*About this task*. Your answer should be the lines of the material that include the word "bride".

*Recorded data*.

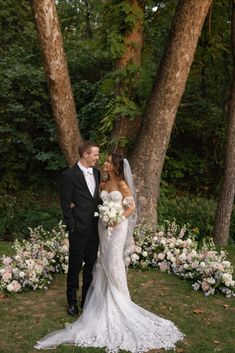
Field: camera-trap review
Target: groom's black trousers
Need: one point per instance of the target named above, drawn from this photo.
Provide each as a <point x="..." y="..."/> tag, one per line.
<point x="82" y="248"/>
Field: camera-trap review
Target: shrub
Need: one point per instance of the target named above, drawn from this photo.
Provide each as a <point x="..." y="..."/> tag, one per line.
<point x="199" y="212"/>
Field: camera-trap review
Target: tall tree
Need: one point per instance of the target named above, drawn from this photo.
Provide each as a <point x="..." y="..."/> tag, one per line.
<point x="126" y="129"/>
<point x="148" y="155"/>
<point x="58" y="81"/>
<point x="226" y="199"/>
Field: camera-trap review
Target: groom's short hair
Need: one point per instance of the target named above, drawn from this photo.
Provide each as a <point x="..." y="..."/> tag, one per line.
<point x="86" y="146"/>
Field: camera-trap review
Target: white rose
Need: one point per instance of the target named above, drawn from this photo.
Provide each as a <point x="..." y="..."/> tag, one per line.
<point x="226" y="277"/>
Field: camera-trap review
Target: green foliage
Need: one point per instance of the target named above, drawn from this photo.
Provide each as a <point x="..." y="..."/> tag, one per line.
<point x="197" y="211"/>
<point x="27" y="209"/>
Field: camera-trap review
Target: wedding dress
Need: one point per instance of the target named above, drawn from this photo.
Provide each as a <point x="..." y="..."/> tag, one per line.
<point x="110" y="319"/>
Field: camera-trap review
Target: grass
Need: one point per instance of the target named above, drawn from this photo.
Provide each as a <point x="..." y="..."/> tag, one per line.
<point x="208" y="322"/>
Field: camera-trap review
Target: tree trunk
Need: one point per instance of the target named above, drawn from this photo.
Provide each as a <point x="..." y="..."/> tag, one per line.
<point x="148" y="155"/>
<point x="125" y="129"/>
<point x="226" y="199"/>
<point x="57" y="76"/>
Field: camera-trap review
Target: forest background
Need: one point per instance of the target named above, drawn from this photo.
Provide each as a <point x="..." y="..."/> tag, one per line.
<point x="31" y="160"/>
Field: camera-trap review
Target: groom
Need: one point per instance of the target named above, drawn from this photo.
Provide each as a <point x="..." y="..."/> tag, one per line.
<point x="79" y="200"/>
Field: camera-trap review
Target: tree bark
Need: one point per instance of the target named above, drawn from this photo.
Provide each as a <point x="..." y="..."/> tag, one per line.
<point x="226" y="198"/>
<point x="56" y="71"/>
<point x="148" y="155"/>
<point x="125" y="129"/>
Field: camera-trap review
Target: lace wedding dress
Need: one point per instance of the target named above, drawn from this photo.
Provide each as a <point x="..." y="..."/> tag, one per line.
<point x="110" y="319"/>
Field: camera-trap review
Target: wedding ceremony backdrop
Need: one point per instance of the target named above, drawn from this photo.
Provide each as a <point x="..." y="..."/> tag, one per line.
<point x="154" y="80"/>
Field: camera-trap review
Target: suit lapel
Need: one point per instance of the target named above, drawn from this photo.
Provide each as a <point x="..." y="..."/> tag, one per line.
<point x="79" y="174"/>
<point x="95" y="171"/>
<point x="82" y="179"/>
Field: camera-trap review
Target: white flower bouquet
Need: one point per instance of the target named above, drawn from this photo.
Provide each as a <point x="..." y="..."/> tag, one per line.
<point x="111" y="213"/>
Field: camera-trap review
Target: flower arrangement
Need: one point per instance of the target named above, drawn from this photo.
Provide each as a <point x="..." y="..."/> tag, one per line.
<point x="172" y="249"/>
<point x="110" y="212"/>
<point x="35" y="261"/>
<point x="175" y="250"/>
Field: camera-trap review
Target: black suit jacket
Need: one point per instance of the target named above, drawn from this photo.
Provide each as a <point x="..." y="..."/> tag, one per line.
<point x="74" y="189"/>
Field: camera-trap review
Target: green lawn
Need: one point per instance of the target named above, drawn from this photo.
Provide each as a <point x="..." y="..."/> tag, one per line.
<point x="208" y="322"/>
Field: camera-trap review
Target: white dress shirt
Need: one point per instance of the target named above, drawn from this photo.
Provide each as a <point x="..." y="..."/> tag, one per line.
<point x="89" y="177"/>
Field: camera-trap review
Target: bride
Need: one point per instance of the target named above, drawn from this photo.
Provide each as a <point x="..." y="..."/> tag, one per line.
<point x="110" y="319"/>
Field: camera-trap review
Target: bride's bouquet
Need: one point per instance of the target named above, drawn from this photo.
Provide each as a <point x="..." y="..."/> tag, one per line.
<point x="110" y="213"/>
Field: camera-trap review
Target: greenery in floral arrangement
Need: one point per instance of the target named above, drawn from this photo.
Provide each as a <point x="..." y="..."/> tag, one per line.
<point x="171" y="249"/>
<point x="174" y="249"/>
<point x="35" y="261"/>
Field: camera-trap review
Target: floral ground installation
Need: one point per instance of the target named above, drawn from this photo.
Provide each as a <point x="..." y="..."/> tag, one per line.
<point x="172" y="249"/>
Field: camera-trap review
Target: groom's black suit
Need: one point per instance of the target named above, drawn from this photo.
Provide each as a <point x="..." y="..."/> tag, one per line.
<point x="82" y="227"/>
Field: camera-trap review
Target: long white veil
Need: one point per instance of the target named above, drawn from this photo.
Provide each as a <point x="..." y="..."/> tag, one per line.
<point x="132" y="219"/>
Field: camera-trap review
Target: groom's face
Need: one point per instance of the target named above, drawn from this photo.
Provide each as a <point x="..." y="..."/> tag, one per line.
<point x="92" y="156"/>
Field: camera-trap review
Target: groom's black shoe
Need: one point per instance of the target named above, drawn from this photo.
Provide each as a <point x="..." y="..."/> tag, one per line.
<point x="73" y="310"/>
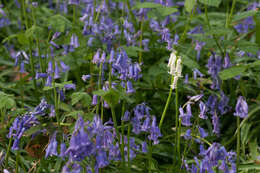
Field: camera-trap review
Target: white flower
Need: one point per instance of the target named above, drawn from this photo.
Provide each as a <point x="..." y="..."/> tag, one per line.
<point x="178" y="67"/>
<point x="172" y="62"/>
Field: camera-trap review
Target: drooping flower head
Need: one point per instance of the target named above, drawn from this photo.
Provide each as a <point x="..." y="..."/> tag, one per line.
<point x="241" y="108"/>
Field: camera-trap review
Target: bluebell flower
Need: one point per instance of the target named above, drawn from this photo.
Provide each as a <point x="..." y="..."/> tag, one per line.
<point x="130" y="88"/>
<point x="50" y="67"/>
<point x="146" y="124"/>
<point x="241" y="108"/>
<point x="40" y="75"/>
<point x="52" y="147"/>
<point x="185" y="117"/>
<point x="187" y="135"/>
<point x="154" y="131"/>
<point x="85" y="77"/>
<point x="202" y="132"/>
<point x="64" y="67"/>
<point x="73" y="2"/>
<point x="94" y="100"/>
<point x="203" y="110"/>
<point x="22" y="68"/>
<point x="70" y="86"/>
<point x="144" y="147"/>
<point x="215" y="122"/>
<point x="126" y="116"/>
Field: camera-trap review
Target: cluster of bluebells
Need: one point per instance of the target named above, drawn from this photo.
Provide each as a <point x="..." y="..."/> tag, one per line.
<point x="95" y="142"/>
<point x="143" y="122"/>
<point x="215" y="157"/>
<point x="28" y="120"/>
<point x="248" y="23"/>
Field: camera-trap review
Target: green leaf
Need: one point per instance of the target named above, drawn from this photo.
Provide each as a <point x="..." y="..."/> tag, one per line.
<point x="257" y="29"/>
<point x="99" y="92"/>
<point x="214" y="3"/>
<point x="35" y="32"/>
<point x="231" y="72"/>
<point x="32" y="130"/>
<point x="189" y="5"/>
<point x="243" y="15"/>
<point x="189" y="62"/>
<point x="112" y="97"/>
<point x="22" y="39"/>
<point x="6" y="101"/>
<point x="165" y="11"/>
<point x="59" y="23"/>
<point x="81" y="96"/>
<point x="10" y="37"/>
<point x="253" y="149"/>
<point x="132" y="50"/>
<point x="147" y="5"/>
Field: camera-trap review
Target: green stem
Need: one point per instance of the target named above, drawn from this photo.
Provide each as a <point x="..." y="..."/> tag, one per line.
<point x="166" y="105"/>
<point x="231" y="12"/>
<point x="17" y="161"/>
<point x="214" y="36"/>
<point x="238" y="142"/>
<point x="140" y="41"/>
<point x="176" y="119"/>
<point x="128" y="148"/>
<point x="7" y="152"/>
<point x="150" y="156"/>
<point x="99" y="84"/>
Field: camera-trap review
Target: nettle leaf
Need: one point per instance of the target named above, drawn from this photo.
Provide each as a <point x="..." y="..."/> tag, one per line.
<point x="112" y="97"/>
<point x="147" y="5"/>
<point x="232" y="72"/>
<point x="189" y="5"/>
<point x="214" y="3"/>
<point x="81" y="96"/>
<point x="243" y="15"/>
<point x="59" y="23"/>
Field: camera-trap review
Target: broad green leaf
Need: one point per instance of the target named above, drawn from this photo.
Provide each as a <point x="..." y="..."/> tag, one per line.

*Solution to the exercise*.
Target: bride
Target: bride's bouquet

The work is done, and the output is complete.